===== Texte de lecture =====

Retour en marche silencieuse (huit kilomètres) dans le soleil qui n'en finit pas de se coucher. Ici en Grèce il n'y a jamais de silence, les grillons remplacent les cigales dès qu'il fait noir. Ils ne se taisent qu'à l'aube: silence troublé alors par le vent qui fait trembler la Grèce comme une vaste voilure.

Une demi-heure avant l'arrivée, la file des marcheurs se regroupe, un peu perdue: quel chemin prendre? Je reprends la marche avec Sophie et Leonardo et nous papotons. Comme je me suis exclamée «Trompons-nous ensemble!» quand il s'est agi de choisir un chemin (je voulais simplement dire que le plus important était de ne pas nous séparer), Leonardo rit et nous raconte la préparation de son ordination: «Le maître de cérémonie (ce n'était pas le terme, je traduis le principe) nous a expliqué ce qu'il fallait faire, debout, assis, étendus sur le sol. C'était compliqué, on n'a rien compris, alors il nous a dit: «Ecoutez, ce n'est pas grave, l'important c'est que si le premier se trompe, vous fassiez tous la même chose; ainsi personne ne s'apercevra de rien.» Sophie et moi rions de bon cœur, Leonardo nous explique que les jésuites ont la réputation d'être nuls en liturgie: «En Espagne on dit "Perdu comme un jésuite pendant la Semaine sainte"». Nous dévions, le rite, les enfants de chœur, le corps, l'importance du décorum, «la liturgie doit vous happer», «les églises baroques sont construites pour permettre une représentation théâtrale».

===== Données présentées =====

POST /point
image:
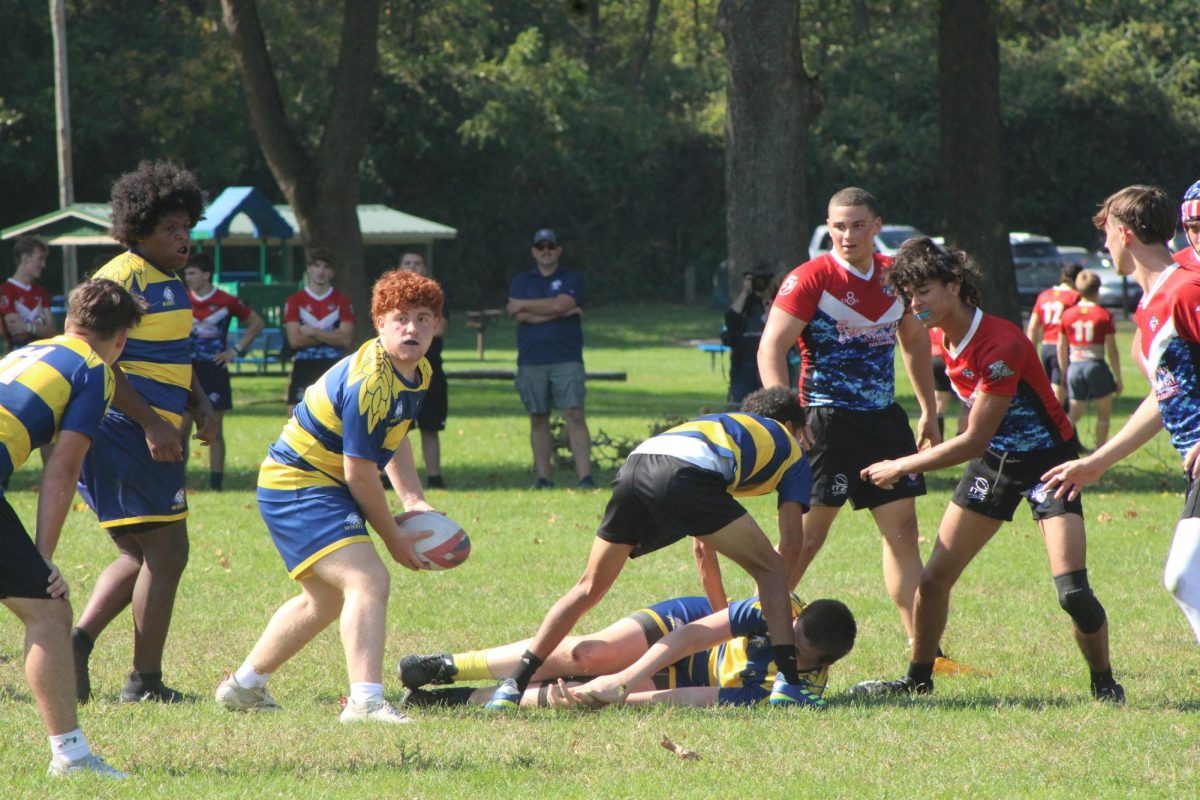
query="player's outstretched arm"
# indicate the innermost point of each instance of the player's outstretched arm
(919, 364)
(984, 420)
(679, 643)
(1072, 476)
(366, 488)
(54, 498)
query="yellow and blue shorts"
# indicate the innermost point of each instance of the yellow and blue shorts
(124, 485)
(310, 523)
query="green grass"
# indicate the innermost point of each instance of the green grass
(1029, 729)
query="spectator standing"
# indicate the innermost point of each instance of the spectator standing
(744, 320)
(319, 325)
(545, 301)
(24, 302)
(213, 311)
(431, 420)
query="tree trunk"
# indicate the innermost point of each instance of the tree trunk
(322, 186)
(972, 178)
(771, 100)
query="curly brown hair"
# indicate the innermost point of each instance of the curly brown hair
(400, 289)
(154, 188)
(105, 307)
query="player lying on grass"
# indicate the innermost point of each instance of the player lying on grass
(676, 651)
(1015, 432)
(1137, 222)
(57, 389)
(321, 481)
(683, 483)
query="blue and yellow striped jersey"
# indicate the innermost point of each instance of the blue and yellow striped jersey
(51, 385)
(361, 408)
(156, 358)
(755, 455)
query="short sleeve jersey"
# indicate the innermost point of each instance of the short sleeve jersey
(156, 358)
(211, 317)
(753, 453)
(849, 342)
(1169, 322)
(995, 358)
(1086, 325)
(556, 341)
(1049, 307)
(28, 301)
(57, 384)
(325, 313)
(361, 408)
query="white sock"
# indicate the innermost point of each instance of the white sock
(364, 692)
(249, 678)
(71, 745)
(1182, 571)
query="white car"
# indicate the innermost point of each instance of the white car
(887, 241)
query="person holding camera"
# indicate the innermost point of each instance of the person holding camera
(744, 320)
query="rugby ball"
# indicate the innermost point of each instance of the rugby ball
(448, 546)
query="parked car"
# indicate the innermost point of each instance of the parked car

=====

- _Exercice_: D'après le récit de marche, quelle expression espagnole Leonardo cite-t-il pour illustrer la réputation des jésuites en liturgie ?

- _Réponse_: «Perdu comme un jésuite pendant la Semaine sainte».